#### WRITTEN REQUEST A
Format the records from the line containing "tile roof, placing a dot on each." through the end of the records, inclusive, as a two-column CSV with the columns request and answer. Give one row per request, put each field in quotes with line breaks replaced by spaces, and leave out the pictures.

#### EXCERPT TO READ
────────────────────────────────────────

Hello Paul
Light modifications of your script (please do not make a conclusion I am a specialist of Python... far from that, just a user)
2 remarks :
Light modifications of your script (please do not make a conclusion I am a specialist of Python... far from that, just a user)
- only odd odd modes
- log vertical axis
- passing the mouse over the graph shows the modes in the terminal (first time I test that! Thank you stackoverflow).
2 remarks :
- mode 1,3 (orange) and 3,3 (brown, 4th line ratio=1) lines become quickly close (risk of a too high level?)
- does ratio (vertical line) passing on mode line crossing be avoided? Is the minimum of crossing points a criteria?
I intend to use the python interface to Elmer when I get back to that again. Makes it much easier to do a series of trials and gather comparative data. I will post a pic of odd modes. As you know I am interested in irregular shapes to try to get an even distribution of modes and hopefully more modes at the bottom end. But also shapes with straight edges (eg with one long side slanted) and so on. Also, to find a complementary pair of aspect ratios that together give the smoothest response.
Great, I’ll have a look at the rollover feature. I think it’s worth including odd/even modes too.
I would say so. Two modes of the same frequency will give a higher peak. Plus, for every two modes that are degenerate (ie close together), you effectively have a gap somewhere else. So even distribution is a target for me.
Here is a graph of mean and SD for different aspect ratios. Frequency to 1000 Hz. Note the peaks at integer ratios. I don't know if this is significant though for a real build. The peaks are sharp, and any asymmetry in mounting, damping, exciter position etc may eliminate the peak. Also this graph uses all modes, not just odd-odd or odd-X modes. But if it's easy to avoid, why not?

────────────────────────────────────────

#### DATA TO USE
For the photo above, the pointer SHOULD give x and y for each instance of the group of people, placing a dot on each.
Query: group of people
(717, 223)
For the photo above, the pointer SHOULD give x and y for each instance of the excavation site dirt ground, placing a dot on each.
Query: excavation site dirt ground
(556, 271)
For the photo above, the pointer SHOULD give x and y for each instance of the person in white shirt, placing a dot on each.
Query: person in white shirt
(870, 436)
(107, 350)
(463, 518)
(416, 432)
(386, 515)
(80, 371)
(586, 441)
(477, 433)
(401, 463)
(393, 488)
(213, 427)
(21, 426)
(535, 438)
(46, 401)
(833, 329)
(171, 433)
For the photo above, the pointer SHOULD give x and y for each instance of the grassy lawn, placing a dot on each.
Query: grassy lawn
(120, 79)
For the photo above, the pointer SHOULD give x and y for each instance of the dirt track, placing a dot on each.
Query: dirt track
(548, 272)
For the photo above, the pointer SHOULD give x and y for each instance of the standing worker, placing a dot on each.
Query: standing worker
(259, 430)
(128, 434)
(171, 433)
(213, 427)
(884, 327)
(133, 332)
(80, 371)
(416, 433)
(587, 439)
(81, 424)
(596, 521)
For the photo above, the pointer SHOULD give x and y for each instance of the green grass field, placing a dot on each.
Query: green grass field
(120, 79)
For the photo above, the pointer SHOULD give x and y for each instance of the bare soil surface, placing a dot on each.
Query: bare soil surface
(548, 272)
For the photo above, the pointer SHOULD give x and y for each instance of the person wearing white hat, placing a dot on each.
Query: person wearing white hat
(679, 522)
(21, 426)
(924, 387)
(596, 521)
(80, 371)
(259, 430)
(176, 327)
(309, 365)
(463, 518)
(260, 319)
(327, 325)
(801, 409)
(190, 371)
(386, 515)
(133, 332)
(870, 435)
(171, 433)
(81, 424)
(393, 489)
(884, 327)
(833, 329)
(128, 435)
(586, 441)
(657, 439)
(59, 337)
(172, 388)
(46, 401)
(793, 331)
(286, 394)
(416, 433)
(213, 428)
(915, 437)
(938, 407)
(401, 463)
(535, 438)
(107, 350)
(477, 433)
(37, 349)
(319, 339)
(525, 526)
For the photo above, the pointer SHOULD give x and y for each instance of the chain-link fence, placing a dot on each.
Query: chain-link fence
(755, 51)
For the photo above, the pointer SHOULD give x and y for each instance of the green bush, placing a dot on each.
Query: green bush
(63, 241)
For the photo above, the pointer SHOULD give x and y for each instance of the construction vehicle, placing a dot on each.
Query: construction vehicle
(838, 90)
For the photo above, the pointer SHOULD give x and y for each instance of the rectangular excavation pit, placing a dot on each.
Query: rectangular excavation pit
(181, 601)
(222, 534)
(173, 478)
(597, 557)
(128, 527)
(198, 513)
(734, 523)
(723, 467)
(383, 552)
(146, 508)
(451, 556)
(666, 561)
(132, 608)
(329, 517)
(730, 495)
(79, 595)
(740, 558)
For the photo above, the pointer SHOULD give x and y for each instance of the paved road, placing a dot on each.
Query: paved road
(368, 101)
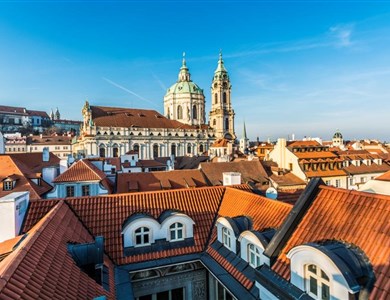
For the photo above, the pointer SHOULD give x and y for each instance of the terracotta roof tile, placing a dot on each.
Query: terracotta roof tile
(250, 171)
(117, 208)
(152, 181)
(264, 212)
(82, 170)
(358, 218)
(11, 166)
(41, 267)
(384, 177)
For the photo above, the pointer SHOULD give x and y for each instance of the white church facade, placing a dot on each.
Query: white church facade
(182, 130)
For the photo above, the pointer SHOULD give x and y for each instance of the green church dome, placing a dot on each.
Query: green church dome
(184, 85)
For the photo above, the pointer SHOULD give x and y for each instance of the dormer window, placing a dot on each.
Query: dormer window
(142, 236)
(253, 256)
(317, 282)
(176, 232)
(7, 185)
(226, 239)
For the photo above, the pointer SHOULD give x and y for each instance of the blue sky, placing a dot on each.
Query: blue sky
(297, 67)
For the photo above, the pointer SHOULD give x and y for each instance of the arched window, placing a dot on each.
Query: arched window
(194, 112)
(173, 149)
(253, 256)
(115, 151)
(226, 239)
(176, 232)
(102, 151)
(201, 149)
(317, 282)
(155, 150)
(142, 236)
(179, 112)
(136, 148)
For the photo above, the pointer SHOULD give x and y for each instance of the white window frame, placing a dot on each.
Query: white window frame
(303, 255)
(8, 185)
(175, 229)
(254, 255)
(320, 281)
(226, 237)
(142, 233)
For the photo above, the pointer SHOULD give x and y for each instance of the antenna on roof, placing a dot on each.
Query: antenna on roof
(271, 193)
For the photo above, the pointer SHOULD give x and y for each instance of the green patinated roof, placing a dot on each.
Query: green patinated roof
(184, 85)
(221, 72)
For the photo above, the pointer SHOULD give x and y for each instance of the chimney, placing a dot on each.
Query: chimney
(231, 178)
(45, 154)
(13, 208)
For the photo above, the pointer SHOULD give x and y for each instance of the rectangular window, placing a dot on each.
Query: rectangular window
(7, 185)
(85, 190)
(70, 191)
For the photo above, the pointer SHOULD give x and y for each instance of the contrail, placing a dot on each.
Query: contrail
(127, 90)
(162, 85)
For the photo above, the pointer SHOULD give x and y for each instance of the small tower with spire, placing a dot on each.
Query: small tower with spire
(244, 141)
(57, 114)
(52, 115)
(222, 114)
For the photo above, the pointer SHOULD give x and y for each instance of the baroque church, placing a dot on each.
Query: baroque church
(182, 130)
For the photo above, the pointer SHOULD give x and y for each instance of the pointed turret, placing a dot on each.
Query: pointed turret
(221, 72)
(222, 113)
(244, 141)
(58, 116)
(184, 74)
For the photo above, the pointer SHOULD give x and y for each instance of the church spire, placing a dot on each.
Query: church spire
(184, 74)
(221, 72)
(244, 132)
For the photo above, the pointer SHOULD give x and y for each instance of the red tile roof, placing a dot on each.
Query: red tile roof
(250, 171)
(49, 140)
(299, 144)
(33, 161)
(82, 170)
(220, 143)
(265, 213)
(105, 216)
(154, 181)
(41, 267)
(13, 168)
(384, 177)
(126, 117)
(358, 218)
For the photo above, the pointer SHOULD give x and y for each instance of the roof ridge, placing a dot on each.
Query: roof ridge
(12, 261)
(94, 169)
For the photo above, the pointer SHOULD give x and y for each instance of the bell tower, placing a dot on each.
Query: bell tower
(222, 114)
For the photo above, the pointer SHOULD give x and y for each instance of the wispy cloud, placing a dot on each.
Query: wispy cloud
(127, 90)
(161, 84)
(342, 34)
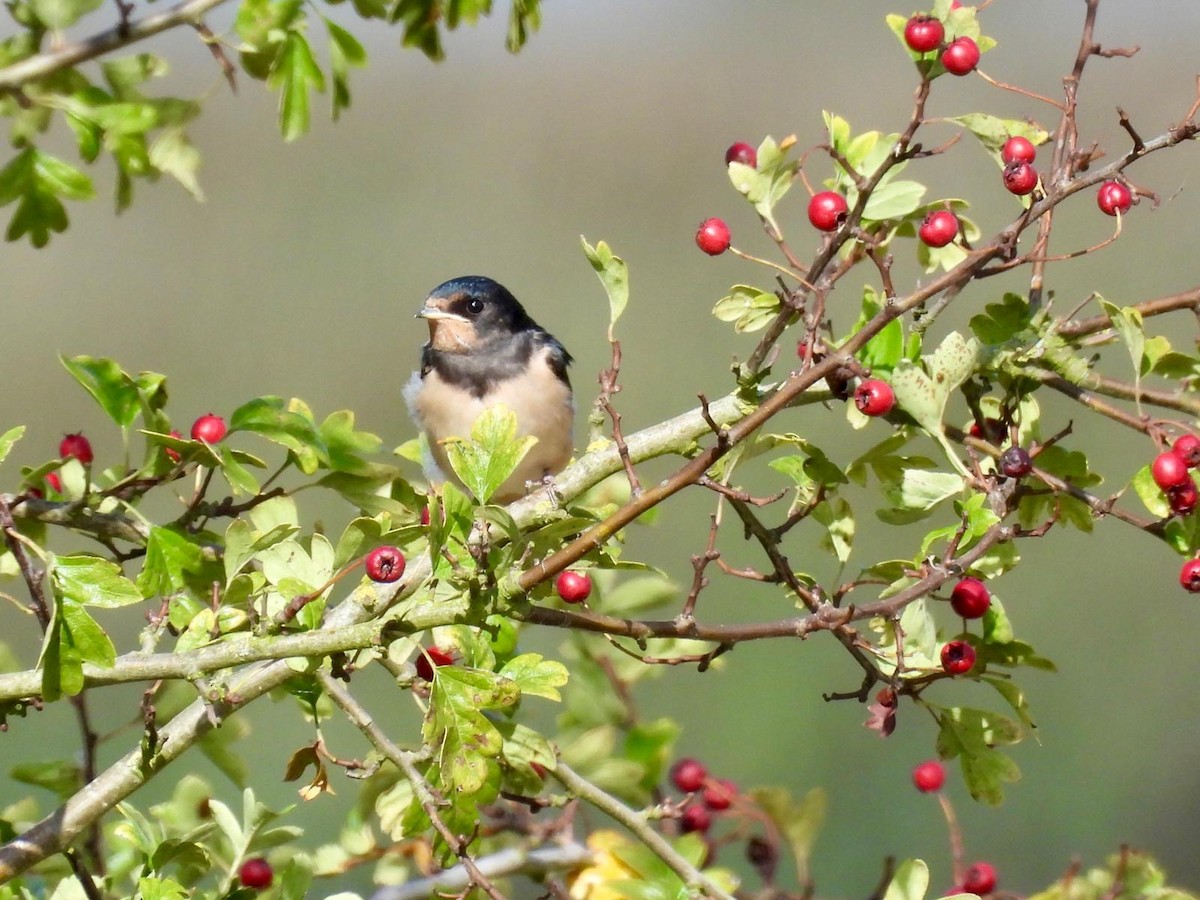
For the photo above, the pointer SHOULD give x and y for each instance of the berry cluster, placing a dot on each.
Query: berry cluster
(706, 795)
(979, 879)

────────────────────────────────────────

#### WRITTEN REQUEST B
Write out the passage of the forum thread on panel aspect ratios and modes between "- only odd odd" and "the smoothest response.", inclusive, word for word.

#### TASK RESULT A
request,answer
"For the photo above, the pointer SHOULD give x and y for each instance of the red tile roof, placing a dot on each. Query: red tile roof","(250, 171) (49, 140) (299, 144) (33, 161) (82, 170) (220, 143) (265, 213) (105, 216) (154, 181) (41, 267) (13, 168) (384, 177) (126, 117) (358, 218)"
"For the photo above, the pointer SHOULD give x and y for each instance of the roof ridge, placing a dot on each. Query: roof ridge","(12, 261) (94, 169)"
"For the photo above, the pointer SHOULD give x and y for each instance of the bell tower, placing a dot on each. Query: bell tower","(222, 114)"
"For the photo above, the pointer SHOULD give x and y for each instance of the wispy cloud, placing a dot on each. Query: wispy cloud","(127, 90) (161, 84) (342, 34)"
"For the photo above, the pointer SHOULD give x and y for each instance of the berry cluster, placing a dot on each. Query: berry cluster","(706, 795) (979, 879)"

#### TASK RESULT B
- only odd odd modes
- log vertical axis
- passing the mouse over the graph shows the modes in the terminal (first time I test that! Thank you stackoverflow).
2 remarks :
- mode 1,3 (orange) and 3,3 (brown, 4th line ratio=1) lines become quickly close (risk of a too high level?)
- does ratio (vertical line) passing on mode line crossing be avoided? Is the minimum of crossing points a criteria?
I intend to use the python interface to Elmer when I get back to that again. Makes it much easier to do a series of trials and gather comparative data. I will post a pic of odd modes. As you know I am interested in irregular shapes to try to get an even distribution of modes and hopefully more modes at the bottom end. But also shapes with straight edges (eg with one long side slanted) and so on. Also, to find a complementary pair of aspect ratios that together give the smoothest response.